* [TRY IT]
Show the lines below where "slope" occurs.

════════════════════

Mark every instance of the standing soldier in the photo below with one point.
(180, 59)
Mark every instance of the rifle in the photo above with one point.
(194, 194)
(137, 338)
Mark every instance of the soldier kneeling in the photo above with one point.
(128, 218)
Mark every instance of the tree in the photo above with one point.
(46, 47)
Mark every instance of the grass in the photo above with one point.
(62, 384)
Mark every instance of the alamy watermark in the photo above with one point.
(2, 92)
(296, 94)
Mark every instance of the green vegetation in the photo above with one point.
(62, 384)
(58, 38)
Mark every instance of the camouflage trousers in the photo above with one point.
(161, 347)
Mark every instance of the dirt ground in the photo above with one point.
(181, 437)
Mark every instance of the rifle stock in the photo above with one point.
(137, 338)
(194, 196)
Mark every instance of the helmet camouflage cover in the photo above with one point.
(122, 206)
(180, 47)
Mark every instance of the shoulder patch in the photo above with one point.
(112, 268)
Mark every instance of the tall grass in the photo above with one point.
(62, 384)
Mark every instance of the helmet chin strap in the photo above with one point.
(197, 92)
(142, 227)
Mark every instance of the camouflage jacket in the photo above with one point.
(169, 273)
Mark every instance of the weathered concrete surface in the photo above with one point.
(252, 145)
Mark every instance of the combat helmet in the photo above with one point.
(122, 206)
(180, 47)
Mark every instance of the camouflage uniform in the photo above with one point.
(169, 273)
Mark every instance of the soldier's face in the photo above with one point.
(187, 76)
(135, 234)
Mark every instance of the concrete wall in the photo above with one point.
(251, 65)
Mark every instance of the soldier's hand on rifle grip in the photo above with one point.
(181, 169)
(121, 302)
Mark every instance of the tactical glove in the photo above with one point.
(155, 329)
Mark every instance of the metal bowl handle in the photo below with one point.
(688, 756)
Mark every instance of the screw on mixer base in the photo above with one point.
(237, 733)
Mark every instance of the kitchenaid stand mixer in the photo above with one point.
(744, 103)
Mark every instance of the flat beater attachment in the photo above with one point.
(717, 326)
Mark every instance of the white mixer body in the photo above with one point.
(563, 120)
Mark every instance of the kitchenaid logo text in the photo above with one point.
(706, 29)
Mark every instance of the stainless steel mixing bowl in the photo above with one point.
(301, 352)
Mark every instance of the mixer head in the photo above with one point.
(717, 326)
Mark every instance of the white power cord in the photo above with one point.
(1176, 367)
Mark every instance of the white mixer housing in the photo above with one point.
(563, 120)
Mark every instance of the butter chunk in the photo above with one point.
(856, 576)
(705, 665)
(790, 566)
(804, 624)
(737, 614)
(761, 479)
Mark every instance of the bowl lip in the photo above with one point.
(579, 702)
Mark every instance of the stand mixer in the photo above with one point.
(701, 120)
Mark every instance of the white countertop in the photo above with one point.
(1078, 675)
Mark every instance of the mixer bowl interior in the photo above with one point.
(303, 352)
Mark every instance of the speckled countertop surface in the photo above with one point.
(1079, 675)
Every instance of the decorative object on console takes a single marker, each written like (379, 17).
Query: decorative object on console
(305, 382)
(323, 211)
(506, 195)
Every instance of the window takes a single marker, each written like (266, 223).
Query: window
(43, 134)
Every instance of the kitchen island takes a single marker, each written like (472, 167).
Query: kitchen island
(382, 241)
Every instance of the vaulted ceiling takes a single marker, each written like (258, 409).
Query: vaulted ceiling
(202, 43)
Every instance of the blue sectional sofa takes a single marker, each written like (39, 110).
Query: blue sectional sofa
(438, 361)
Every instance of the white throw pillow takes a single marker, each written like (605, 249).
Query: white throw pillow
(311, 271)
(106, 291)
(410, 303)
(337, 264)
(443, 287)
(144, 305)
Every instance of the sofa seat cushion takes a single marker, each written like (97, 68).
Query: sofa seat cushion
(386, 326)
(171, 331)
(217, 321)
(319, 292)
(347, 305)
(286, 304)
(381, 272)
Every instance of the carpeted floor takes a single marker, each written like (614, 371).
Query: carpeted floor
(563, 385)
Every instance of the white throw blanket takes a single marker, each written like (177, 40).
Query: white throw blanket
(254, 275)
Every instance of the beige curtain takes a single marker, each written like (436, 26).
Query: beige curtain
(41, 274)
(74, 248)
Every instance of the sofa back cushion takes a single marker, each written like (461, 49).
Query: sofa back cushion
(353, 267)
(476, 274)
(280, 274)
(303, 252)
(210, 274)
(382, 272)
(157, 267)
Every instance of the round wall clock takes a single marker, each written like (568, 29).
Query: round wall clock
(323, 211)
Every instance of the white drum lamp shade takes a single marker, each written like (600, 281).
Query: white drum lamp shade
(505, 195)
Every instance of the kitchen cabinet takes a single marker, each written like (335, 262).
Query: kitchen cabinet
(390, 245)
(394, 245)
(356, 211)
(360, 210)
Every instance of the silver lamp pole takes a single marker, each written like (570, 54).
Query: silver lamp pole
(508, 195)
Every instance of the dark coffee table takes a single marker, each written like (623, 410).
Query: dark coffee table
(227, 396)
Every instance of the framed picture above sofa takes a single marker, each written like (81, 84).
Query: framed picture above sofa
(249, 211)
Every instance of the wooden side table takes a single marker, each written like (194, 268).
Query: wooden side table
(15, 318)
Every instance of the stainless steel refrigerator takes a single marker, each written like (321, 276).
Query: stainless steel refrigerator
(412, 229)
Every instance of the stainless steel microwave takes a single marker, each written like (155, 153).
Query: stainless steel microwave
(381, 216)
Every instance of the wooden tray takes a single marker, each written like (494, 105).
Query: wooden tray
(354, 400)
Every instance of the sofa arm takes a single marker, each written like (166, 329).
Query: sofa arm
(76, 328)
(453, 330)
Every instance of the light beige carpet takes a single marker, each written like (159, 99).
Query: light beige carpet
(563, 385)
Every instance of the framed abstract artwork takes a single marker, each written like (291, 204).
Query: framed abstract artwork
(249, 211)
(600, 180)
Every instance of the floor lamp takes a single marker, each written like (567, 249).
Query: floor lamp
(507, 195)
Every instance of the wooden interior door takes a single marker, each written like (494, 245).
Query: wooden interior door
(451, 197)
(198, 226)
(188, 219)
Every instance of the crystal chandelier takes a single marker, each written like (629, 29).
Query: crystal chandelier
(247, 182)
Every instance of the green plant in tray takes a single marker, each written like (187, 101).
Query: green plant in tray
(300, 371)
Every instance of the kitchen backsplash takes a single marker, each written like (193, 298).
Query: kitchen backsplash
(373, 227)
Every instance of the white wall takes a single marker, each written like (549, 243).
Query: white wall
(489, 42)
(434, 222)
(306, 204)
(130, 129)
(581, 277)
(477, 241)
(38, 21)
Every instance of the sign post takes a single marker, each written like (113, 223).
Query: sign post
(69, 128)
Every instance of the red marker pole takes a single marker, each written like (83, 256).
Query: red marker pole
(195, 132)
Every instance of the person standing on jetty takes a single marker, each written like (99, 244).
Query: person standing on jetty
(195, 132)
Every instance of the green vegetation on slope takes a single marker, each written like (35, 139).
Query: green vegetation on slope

════════════════════

* [ANSWER SPACE]
Every instance of the green vegetation on slope takes a single marker, each written like (35, 139).
Query: green vegetation on slope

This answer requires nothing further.